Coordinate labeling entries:
◆ ◆ ◆

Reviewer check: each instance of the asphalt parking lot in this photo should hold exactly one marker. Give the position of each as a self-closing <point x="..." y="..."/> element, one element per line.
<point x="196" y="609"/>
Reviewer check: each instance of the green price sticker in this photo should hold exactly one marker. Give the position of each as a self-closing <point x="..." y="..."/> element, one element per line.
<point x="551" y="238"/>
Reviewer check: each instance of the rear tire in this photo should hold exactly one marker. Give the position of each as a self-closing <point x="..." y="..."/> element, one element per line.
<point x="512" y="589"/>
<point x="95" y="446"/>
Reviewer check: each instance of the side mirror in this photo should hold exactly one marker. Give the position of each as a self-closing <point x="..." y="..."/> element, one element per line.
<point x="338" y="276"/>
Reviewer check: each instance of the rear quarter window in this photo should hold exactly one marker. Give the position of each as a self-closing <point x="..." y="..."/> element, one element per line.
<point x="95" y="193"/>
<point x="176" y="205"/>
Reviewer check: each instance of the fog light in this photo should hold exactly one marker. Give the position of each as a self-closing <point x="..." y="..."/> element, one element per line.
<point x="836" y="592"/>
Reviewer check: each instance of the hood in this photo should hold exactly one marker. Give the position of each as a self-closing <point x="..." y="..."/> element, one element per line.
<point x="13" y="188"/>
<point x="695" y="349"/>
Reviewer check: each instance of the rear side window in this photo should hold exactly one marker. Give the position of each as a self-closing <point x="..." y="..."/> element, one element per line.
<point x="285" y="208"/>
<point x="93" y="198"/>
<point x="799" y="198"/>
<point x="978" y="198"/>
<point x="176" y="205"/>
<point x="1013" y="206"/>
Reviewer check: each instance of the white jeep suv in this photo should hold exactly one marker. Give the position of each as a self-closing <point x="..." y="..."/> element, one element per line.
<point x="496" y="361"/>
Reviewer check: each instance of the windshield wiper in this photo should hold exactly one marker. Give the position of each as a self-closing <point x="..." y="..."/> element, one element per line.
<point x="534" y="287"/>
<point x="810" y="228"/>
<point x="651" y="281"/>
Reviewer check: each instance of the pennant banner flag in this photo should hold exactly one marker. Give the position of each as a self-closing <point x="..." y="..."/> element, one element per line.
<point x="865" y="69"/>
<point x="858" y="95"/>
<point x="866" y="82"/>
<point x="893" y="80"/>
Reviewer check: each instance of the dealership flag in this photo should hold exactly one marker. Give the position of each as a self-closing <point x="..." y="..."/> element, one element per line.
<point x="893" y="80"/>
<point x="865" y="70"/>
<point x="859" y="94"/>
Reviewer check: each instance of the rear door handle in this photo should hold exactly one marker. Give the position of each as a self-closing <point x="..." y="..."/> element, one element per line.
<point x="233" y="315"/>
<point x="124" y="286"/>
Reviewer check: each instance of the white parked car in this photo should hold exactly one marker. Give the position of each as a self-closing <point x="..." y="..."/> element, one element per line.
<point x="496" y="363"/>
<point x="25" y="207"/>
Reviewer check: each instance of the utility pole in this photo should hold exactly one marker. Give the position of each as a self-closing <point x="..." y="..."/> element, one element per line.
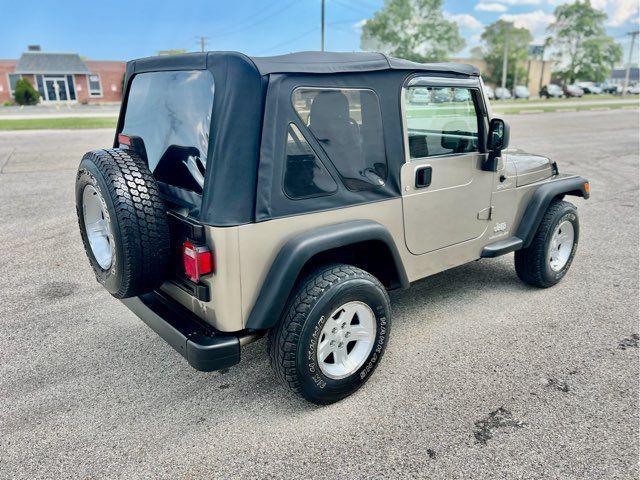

◆ ◆ ◆

Exercise requirements:
Count the lines in the entries above that contain the string "rear". Reply with the number only.

Completed exercise:
4